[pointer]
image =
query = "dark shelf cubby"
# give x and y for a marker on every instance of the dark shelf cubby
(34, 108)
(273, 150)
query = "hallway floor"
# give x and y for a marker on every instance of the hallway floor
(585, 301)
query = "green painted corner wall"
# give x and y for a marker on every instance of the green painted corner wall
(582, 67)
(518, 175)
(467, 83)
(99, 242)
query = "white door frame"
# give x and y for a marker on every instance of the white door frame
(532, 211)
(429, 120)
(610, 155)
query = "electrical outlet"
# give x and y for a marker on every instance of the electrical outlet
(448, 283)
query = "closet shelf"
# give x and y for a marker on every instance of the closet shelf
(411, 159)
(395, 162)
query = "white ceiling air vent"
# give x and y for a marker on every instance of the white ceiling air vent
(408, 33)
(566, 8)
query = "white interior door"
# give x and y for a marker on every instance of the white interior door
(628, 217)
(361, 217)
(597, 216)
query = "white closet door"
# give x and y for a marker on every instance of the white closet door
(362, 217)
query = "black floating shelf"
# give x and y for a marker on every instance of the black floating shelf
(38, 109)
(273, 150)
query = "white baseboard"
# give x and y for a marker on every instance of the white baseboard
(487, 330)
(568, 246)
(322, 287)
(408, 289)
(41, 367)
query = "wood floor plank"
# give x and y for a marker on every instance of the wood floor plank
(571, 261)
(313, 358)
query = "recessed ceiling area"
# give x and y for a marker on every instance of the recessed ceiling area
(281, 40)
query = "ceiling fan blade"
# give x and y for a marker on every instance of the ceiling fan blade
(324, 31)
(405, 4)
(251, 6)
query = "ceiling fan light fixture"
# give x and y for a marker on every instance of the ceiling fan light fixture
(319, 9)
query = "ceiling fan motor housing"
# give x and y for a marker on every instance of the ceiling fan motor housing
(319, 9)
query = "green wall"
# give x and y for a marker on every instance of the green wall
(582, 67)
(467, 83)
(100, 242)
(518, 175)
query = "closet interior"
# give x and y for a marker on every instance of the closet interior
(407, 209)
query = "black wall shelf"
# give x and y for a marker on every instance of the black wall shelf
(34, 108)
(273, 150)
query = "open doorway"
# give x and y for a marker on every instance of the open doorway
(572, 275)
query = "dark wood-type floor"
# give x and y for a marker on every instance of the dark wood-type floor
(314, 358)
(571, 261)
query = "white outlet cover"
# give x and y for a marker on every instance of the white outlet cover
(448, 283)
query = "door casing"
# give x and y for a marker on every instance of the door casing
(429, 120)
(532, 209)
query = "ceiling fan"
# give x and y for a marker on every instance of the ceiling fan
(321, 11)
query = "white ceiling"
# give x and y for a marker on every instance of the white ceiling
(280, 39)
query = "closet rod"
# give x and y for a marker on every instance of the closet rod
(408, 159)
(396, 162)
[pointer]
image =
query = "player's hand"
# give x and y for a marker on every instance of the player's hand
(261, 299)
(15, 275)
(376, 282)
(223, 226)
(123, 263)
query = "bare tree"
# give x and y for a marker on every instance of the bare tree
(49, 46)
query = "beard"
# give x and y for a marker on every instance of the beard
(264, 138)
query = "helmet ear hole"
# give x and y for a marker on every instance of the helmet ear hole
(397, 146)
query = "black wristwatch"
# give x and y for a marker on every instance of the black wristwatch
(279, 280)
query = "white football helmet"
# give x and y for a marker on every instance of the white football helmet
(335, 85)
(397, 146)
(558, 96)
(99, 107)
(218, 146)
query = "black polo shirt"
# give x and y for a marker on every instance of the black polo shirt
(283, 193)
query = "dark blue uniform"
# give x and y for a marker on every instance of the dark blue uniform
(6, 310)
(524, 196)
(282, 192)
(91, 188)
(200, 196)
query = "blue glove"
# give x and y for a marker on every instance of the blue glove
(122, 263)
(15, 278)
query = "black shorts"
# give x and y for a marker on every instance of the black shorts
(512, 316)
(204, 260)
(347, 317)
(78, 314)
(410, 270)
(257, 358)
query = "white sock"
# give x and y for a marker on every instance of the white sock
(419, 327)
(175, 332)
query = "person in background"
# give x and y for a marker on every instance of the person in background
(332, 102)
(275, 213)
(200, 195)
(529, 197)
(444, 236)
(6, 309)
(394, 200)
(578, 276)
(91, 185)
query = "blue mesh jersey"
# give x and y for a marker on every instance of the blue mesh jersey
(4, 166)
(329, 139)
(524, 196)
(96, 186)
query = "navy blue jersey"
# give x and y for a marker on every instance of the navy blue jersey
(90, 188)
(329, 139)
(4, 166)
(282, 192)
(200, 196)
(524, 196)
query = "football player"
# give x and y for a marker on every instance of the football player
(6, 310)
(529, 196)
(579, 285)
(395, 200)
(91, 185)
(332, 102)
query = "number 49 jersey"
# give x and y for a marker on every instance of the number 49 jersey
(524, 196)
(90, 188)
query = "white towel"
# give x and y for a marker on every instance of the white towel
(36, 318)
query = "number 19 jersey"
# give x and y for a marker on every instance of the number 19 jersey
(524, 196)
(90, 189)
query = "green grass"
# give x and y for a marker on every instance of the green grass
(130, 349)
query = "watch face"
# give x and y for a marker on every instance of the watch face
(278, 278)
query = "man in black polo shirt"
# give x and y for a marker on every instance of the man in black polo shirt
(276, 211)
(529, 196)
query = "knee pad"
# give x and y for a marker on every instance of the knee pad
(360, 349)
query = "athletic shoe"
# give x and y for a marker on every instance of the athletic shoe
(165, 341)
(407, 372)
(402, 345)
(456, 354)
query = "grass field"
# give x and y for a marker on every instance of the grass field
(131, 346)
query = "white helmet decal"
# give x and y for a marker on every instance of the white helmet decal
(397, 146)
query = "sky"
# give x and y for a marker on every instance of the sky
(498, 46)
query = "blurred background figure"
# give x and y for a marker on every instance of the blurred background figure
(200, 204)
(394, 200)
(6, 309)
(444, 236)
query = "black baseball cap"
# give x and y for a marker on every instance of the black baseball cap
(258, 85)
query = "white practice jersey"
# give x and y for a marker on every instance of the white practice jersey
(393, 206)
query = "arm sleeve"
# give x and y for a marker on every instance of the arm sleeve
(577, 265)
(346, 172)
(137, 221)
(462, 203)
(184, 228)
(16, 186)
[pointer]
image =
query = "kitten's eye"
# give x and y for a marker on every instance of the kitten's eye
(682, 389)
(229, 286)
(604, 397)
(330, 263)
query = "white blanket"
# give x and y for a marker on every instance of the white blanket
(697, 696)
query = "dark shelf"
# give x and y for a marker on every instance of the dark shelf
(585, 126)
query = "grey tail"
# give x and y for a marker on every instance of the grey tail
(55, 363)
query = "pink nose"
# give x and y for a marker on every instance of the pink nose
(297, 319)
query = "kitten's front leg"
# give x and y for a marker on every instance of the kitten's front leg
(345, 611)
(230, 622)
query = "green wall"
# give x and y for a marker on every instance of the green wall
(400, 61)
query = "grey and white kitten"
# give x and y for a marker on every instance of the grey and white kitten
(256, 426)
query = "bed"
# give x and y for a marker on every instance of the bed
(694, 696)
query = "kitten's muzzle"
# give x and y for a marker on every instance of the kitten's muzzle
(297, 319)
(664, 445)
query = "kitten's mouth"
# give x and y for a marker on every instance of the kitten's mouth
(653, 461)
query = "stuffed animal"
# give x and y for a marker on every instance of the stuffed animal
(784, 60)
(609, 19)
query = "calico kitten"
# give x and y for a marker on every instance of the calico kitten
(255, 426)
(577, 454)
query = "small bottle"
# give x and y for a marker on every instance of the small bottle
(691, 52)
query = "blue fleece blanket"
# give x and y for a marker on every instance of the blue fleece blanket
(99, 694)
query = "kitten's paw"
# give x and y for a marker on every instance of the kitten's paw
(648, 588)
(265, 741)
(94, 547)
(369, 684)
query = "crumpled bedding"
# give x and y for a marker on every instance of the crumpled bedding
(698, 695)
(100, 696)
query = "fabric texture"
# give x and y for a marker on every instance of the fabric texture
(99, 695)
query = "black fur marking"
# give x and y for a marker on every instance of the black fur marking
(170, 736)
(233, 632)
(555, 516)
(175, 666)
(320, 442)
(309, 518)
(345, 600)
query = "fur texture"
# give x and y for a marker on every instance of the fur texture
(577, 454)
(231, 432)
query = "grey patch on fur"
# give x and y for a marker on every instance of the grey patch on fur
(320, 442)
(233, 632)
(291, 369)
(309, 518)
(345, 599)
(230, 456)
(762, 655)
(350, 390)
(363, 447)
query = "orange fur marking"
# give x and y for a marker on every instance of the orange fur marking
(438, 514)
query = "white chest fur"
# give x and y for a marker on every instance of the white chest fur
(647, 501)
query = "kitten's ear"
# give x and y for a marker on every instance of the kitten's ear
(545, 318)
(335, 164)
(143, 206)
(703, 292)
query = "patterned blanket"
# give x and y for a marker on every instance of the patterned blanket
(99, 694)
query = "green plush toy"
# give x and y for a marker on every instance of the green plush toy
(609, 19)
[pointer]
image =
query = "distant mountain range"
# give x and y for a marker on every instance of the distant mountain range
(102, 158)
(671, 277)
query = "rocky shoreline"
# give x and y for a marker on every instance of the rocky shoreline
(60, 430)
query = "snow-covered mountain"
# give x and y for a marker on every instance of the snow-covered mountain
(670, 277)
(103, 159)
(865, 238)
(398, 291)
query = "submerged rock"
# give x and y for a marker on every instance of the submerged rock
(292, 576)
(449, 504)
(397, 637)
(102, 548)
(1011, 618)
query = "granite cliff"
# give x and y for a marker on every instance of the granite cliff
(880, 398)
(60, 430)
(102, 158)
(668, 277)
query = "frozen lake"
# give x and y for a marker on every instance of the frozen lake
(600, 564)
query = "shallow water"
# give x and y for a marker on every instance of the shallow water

* **작업 지시 사항**: 위 자료에서 "submerged"라는 단어가 들어 있는 줄은 모두 몇 줄입니까? 대소문자를 구분하여 세고, 숫자만 답하십시오.

* **풀이 결과**: 2